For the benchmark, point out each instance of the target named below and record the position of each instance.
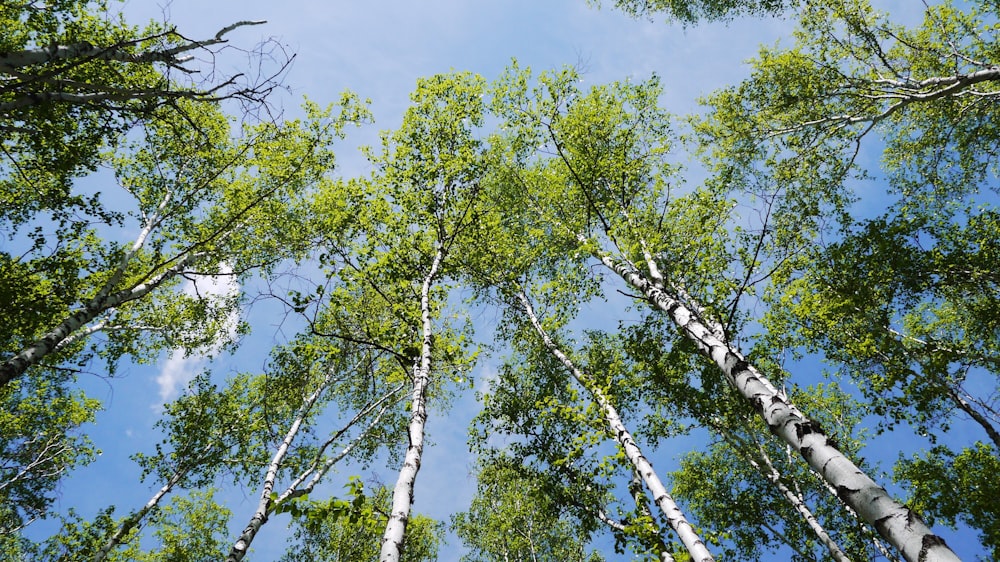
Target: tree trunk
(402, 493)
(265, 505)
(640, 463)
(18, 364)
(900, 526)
************
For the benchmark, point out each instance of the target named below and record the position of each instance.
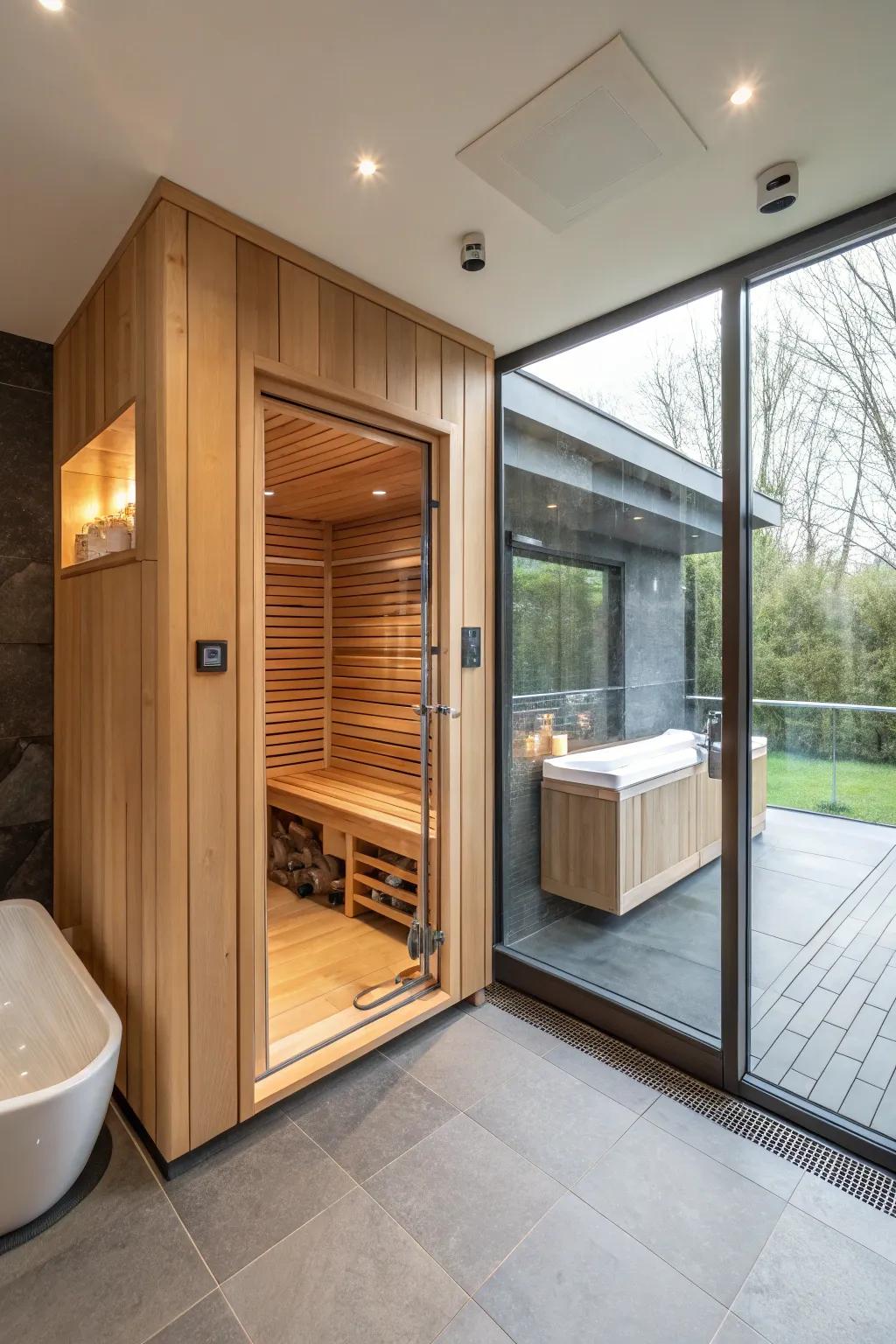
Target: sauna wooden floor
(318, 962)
************
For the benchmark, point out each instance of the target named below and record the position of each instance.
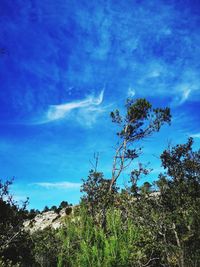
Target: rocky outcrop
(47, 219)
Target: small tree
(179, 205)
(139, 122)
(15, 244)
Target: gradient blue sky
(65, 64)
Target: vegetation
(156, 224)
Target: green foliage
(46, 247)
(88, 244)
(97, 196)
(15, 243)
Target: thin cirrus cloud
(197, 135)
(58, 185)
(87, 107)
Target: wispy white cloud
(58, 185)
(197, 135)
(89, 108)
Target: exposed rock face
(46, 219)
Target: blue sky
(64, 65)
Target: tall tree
************
• _GIVEN INSTRUCTION_:
Rewrite everything from the line containing "Target: green foliage" down to the line containing "Target: tall tree", both included, and offset every coordinate in the answers by -134.

• _RESPONSE_:
Target: green foliage
(-88, 113)
(-46, 110)
(-37, 62)
(-119, 109)
Target: thin cirrus cloud
(63, 1)
(-76, 51)
(-47, -27)
Target: wispy white cloud
(-76, 51)
(63, 1)
(-45, -26)
Target: exposed rock face
(-88, 85)
Target: blue sky
(-70, -69)
Target: tall tree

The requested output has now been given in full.